__CONSIGNE__. Recopiez à l'identique le passage du témoignage sur la formation compris entre « Mon seul regret » et « de formation ! », ces deux extraits inclus.

__DOCUMENT__.
# # # # # # #

Mon seul regret : que la formation n’ait duré que 2 jours. J’aurais aimé pouvoir faire plus d’exercices pratiques, mais, ça, c’est mon côté développeuse qui parle… En même temps, je me dis que si la formation avait duré 3 jours, j’aurais peut-être regretté de ne pas avoir eu une quatrième journée de formation !
J’ai apprécié aussi de participer à cette formation en interentreprises. C’est humainement enrichissant de rencontrer des personnes avec les mêmes préoccupations que soi en dehors de son milieu professionnel habituel. J’ai d’ailleurs participé ensuite à un échange sur nos pratiques respectives en matière de développement, d’accessibilité numérique, d’écoconception avec l’un des participants et un de ses collègues architecte SI.
As-tu le sentiment que cette formation t’a apporté ce que tu étais venue chercher ? Si oui, peux-tu nous en dire plus ? As-tu d’ores et déjà mis en œuvre des actions grâce à tes nouveaux savoirs, tes nouvelles compétences ?
Oui, mille fois oui !

# # # # # # #

__DONNÉES__.
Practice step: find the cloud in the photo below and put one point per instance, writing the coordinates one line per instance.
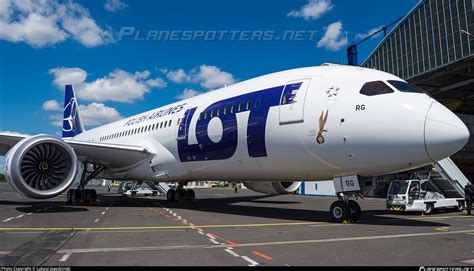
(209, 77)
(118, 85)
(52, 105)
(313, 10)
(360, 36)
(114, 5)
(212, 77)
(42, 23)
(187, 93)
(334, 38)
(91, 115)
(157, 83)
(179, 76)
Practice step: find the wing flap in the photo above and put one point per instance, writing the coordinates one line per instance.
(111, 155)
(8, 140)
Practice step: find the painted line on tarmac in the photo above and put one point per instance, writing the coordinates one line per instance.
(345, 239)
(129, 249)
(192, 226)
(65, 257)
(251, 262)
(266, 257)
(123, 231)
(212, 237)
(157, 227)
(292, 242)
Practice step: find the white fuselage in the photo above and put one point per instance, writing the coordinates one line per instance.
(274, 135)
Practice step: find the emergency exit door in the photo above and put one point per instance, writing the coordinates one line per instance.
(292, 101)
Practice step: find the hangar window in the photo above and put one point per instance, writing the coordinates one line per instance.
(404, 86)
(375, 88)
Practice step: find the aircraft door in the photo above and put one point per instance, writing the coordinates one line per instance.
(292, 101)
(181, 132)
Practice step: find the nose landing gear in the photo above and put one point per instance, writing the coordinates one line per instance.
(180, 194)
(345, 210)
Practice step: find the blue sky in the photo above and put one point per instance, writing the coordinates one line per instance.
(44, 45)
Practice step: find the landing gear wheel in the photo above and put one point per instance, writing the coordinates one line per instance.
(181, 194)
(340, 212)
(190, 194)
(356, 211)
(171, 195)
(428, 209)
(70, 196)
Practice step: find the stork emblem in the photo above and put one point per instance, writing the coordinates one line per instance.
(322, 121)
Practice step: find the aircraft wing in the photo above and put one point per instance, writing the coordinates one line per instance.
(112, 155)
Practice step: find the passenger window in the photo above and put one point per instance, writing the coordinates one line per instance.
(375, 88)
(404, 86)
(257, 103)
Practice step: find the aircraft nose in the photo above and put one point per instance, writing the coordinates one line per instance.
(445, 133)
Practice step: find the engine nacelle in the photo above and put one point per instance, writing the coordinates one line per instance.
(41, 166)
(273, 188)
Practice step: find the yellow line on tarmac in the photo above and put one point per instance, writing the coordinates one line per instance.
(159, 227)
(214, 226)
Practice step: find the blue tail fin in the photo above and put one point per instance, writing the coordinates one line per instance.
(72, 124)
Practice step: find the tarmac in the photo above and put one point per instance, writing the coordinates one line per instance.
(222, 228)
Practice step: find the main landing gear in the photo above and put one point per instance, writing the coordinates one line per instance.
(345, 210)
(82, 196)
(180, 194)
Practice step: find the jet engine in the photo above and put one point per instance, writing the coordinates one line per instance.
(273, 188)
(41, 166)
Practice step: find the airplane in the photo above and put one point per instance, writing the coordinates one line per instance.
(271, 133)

# # # # # # #

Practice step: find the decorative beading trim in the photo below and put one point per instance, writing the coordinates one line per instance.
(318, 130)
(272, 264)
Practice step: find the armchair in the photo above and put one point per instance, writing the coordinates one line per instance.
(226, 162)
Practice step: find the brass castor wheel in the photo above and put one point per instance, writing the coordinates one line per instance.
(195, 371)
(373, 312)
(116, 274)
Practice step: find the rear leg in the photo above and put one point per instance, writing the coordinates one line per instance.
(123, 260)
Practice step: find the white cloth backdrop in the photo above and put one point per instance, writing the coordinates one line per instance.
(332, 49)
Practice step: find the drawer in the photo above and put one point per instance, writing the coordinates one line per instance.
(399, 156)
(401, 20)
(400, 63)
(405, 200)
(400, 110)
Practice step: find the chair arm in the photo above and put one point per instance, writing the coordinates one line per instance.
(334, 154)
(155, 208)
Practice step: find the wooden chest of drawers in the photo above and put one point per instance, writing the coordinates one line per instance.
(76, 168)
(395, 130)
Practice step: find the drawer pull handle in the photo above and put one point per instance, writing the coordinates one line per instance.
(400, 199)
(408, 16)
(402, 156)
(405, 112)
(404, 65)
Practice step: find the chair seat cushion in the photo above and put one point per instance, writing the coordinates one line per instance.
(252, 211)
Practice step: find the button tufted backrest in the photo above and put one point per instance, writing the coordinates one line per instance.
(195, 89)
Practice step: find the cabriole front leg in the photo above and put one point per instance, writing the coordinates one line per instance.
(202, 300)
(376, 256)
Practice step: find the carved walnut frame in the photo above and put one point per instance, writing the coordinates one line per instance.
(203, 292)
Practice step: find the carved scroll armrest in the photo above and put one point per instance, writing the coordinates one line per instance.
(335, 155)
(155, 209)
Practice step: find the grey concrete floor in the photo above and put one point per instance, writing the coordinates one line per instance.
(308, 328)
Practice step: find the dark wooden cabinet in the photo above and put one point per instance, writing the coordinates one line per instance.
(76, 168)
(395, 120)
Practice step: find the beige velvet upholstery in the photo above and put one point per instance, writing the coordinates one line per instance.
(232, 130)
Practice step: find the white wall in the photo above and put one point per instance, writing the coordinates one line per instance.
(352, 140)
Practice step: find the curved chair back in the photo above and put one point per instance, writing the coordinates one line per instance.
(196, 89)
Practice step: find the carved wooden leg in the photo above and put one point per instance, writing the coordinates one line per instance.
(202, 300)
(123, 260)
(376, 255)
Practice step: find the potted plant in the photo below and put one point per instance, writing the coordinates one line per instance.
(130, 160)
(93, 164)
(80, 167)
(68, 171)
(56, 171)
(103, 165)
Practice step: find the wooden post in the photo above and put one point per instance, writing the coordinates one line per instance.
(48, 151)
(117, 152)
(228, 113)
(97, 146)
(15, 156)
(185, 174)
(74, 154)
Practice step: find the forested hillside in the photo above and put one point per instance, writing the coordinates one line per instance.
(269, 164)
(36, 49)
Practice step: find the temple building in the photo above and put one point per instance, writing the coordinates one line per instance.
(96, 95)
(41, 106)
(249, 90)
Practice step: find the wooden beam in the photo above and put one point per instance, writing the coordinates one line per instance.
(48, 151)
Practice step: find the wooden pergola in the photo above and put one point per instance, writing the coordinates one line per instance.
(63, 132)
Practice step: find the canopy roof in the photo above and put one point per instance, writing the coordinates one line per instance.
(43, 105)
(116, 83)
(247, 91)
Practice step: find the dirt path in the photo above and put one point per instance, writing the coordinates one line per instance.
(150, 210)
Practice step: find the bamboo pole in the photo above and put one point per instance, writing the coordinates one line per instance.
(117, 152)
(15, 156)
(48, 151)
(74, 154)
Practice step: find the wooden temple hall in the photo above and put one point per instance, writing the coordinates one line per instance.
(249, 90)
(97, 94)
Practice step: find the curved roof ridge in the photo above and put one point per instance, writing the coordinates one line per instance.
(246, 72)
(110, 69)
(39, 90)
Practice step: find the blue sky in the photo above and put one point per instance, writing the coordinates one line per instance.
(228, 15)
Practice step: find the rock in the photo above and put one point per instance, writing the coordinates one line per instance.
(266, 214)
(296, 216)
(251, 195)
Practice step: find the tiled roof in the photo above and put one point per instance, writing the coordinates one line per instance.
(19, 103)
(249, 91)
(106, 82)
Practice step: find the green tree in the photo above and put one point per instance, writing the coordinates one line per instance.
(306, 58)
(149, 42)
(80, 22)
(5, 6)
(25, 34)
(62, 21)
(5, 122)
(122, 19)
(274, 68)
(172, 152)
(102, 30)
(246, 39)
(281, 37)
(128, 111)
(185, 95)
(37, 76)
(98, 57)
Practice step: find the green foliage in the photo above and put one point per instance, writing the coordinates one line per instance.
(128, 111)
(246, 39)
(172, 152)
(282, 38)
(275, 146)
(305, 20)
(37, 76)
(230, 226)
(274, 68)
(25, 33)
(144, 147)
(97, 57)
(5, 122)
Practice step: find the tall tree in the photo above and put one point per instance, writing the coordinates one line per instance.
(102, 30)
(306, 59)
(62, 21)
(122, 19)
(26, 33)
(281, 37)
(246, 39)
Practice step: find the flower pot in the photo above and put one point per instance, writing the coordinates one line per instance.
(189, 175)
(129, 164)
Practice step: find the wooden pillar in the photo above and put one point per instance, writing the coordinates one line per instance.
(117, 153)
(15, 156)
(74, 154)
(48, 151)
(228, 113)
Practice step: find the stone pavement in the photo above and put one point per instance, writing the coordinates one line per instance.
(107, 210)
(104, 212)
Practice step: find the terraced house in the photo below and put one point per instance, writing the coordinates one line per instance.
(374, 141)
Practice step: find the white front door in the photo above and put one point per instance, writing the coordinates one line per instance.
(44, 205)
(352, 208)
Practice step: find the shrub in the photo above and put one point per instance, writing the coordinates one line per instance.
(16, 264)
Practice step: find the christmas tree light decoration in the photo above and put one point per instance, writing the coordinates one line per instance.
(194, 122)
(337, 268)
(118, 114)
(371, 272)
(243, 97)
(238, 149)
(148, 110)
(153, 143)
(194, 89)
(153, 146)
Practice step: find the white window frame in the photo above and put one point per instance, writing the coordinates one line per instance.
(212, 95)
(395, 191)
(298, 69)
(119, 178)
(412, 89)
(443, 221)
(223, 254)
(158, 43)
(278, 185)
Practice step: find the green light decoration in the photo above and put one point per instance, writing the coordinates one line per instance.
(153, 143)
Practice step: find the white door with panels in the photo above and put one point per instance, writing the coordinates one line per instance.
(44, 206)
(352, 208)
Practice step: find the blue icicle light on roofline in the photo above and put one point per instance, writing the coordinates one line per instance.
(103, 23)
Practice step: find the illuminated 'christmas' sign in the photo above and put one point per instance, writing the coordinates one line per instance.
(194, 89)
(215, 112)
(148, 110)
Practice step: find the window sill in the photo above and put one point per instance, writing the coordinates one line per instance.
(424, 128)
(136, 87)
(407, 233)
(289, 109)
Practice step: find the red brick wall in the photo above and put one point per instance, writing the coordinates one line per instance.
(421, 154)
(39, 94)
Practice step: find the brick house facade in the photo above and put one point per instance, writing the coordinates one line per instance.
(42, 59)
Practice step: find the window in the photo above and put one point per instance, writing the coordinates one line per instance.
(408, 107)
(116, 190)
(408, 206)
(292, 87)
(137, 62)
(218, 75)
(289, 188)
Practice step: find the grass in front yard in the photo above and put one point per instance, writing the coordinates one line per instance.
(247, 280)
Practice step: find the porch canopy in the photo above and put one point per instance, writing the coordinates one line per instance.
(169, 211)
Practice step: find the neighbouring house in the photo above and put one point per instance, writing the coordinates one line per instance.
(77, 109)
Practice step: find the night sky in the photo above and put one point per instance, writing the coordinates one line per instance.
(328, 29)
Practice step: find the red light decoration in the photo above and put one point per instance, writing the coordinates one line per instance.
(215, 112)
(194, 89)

# # # # # # #

__RÉPONSE ATTENDUE__.
Mon seul regret : que la formation n’ait duré que 2 jours. J’aurais aimé pouvoir faire plus d’exercices pratiques, mais, ça, c’est mon côté développeuse qui parle… En même temps, je me dis que si la formation avait duré 3 jours, j’aurais peut-être regretté de ne pas avoir eu une quatrième journée de formation !